> TASK LIST
1 > Copy the part of the article on state Medicaid and CHIP videos from "States are Harnessing" to "and CHIP coverage.".
2 > According to the article on state Medicaid and CHIP videos, how many states have a YouTube channel?
3 > Write the next part of the article on state Medicaid and CHIP videos, picking up after its last sentence.

___ EXERCISE TEXT

States are Harnessing the Benefits of Video to Boost Outreach and Enrollment

Have you ever watched an instructional video about how to cut an avocado? Or how to change a car tire? Even short, explanatory videos about some of the simplest tasks can garner thousands of views from individuals looking to learn a new skill. The complexities of Medicaid and the Children’s Health Insurance Program (CHIP) are no different. During our recent outreach and enrollment assistance scan, we found that about half the states are utilizing video to show in real time helpful concepts related to enrolling and renewing Medicaid and CHIP coverage.

Almost all states have an online portal where individuals can apply for and manage their Medicaid and CHIP benefits, and often other benefits such as food assistance, as well. In fact, the only way to apply online in any state is by first creating an account in order to complete the application. Given that the majority of states (41) have a YouTube channel, many have taken advantage of the platform to post videos that explain the online portal and/or how to create an account. As an example, Tennessee has an 8-minute video explaining their portal – TennCare Connect – and a 4-minute video about how to set up an online account.

Several states have created videos with step-by-step instructions on how to complete and submit Medicaid and CHIP applications. Medicaid and CHIP eligibility processes are often cumbersome and confusing, and these how-to videos help walk applicants and enrollees through various processes to enroll or retain coverage. Maine has a 3-part series narrated by a single mother with a 7-year-old son living in Lewiston who walks viewers through how to complete an online benefits application on My Maine Connection. Creating videos that showcase the online portal and walk through the necessary steps to apply are a great way to save families confusion and frustration when trying to figure out who’s eligible and how to enroll. Other online tutorials, such as this video from Delaware, describe the various ways someone can submit an application, including in-person, via mail, or via fax.

______
___ SOURCE MATERIAL

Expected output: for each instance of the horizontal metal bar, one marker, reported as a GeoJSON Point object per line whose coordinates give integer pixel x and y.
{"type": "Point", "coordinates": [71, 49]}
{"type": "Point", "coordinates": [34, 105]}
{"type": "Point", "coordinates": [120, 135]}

______

> ANSWERS TO THE EXERCISE
1 >
States are Harnessing the Benefits of Video to Boost Outreach and Enrollment

Have you ever watched an instructional video about how to cut an avocado? Or how to change a car tire? Even short, explanatory videos about some of the simplest tasks can garner thousands of views from individuals looking to learn a new skill. The complexities of Medicaid and the Children’s Health Insurance Program (CHIP) are no different. During our recent outreach and enrollment assistance scan, we found that about half the states are utilizing video to show in real time helpful concepts related to enrolling and renewing Medicaid and CHIP coverage.

2 > 41

3 >
More than half of the states post how-to videos on renewals. This was the only aspect of the state outreach snapshot where we researched unwinding-related content because we wanted to assess whether states developed more content for unwinding renewals than annual renewals. We found that 11 states had videos for annual renewals, 27 states had videos for unwinding-specific renewals, 8 states had both, and 19 states had neither. The infusion of funding for unwinding-related activities and concern over the potential for significant coverage losses likely allowed for more content to be developed. States should repurpose these videos into evergreen content, focused on how to complete annual renewals.

Once created, how-to videos provide a long-lasting way for states to help individuals navigate online portals, benefit applications, and renewals. Longer how-to videos can be repurposed into short, bite-sized content pieces that work well on social media. Often instructional videos can encourage individuals to apply or renew coverage. These videos also simplify complicated processes and take some burden off state agencies by reducing manual data entry or time spent on the phone helping someone through the process. States without instructional videos would do well to take a play from other states’ playbooks by using the popularity and widespread reach of social media to reduce administrative burden for beneficiaries and state workers alike.